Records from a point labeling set
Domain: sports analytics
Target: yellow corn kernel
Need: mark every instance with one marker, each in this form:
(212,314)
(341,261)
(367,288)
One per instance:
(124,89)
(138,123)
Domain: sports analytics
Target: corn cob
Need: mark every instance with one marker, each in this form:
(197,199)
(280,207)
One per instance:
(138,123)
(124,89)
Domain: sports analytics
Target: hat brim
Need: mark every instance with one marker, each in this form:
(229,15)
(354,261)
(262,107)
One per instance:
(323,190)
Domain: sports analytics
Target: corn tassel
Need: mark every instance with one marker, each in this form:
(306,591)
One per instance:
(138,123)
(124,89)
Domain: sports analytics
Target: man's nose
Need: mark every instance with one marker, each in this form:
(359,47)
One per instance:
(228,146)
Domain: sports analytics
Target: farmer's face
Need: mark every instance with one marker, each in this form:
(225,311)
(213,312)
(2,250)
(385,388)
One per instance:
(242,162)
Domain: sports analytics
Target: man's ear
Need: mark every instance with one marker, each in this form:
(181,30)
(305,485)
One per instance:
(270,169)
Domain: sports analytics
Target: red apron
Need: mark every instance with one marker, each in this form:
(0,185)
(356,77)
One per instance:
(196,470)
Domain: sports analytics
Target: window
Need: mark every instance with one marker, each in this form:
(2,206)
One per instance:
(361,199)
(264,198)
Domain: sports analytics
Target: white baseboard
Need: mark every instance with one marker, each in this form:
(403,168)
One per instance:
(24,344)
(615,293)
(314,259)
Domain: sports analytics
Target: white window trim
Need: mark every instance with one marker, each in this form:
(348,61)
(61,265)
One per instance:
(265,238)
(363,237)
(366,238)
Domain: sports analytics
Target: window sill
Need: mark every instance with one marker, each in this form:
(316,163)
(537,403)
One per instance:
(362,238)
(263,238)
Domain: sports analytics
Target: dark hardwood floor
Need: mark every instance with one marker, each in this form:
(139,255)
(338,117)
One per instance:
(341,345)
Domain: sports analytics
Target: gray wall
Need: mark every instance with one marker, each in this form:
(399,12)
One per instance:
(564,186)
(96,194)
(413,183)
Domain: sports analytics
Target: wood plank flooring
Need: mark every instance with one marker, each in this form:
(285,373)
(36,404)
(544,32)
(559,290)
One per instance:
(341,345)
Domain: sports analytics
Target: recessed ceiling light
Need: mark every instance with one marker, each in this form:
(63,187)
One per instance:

▸ Stated goal:
Extract every line above exactly as it stands.

▸ Result of this task:
Domain: sports analytics
Target: yellow corn kernel
Need: mark every instance with one marker, each in this form:
(212,314)
(341,261)
(367,288)
One per instance:
(124,89)
(138,123)
Domain: sports analytics
Target: corn cob
Need: mark every instance with one marker, each in this form:
(197,199)
(280,207)
One per instance:
(138,123)
(124,89)
Domain: sports analytics
Target: hat brim
Need: mark every instance with one marker, each in this form:
(229,15)
(354,261)
(262,107)
One per instance:
(323,190)
Domain: sports analytics
Target: corn tassel
Need: mark every instance with one marker, each in this form:
(306,591)
One per instance:
(138,123)
(124,89)
Domain: sports analytics
Target: man's nose
Need: mark every instance with one marker, each in this form:
(359,47)
One per instance:
(228,146)
Domain: sports analytics
Target: farmer's face
Need: mark every instance with one marker, each in this form:
(225,311)
(213,312)
(2,250)
(385,388)
One per instance:
(242,162)
Domain: sports analytics
Target: man's ear
Need: mark every instance with one marker, each in this form:
(181,30)
(305,485)
One per instance:
(270,169)
Domain: sports analytics
Target: red apron
Need: mark every instance with one marker, each in this form:
(0,185)
(356,77)
One per instance:
(196,470)
Domain: sports analytics
Target: window
Need: mark every instance with one marker, each in this form:
(2,206)
One per instance:
(361,199)
(264,198)
Domain: sports analytics
Target: white baseboard
Need: mark every instance with one marker, each in this form:
(403,168)
One per instance:
(24,344)
(615,293)
(314,259)
Domain: sports analytics
Target: white window trim
Need: mark every instance with one marker, each in this form:
(348,61)
(61,265)
One per instance:
(265,238)
(363,237)
(366,238)
Domain: sports analytics
Target: window sill
Need: mark every instance with one marker, each in this form:
(316,163)
(537,403)
One per instance:
(362,238)
(263,238)
Domain: sports analytics
Target: dark hardwood floor
Need: mark every instance with one marker, each in this form:
(139,255)
(338,117)
One per instance:
(341,345)
Domain: sports analytics
Target: gray wall
Need: mark every instance with one marker, each in this form:
(399,12)
One per instance:
(564,186)
(96,194)
(413,183)
Domain: sports analytics
Target: wood plank flooring
Need: mark every instance with one marker, each in this form:
(285,373)
(36,404)
(544,32)
(559,290)
One per instance:
(341,345)
Domain: sports analytics
Target: recessed ceiling light
Need: mark every instance with one marker, each in this form:
(63,187)
One per instance:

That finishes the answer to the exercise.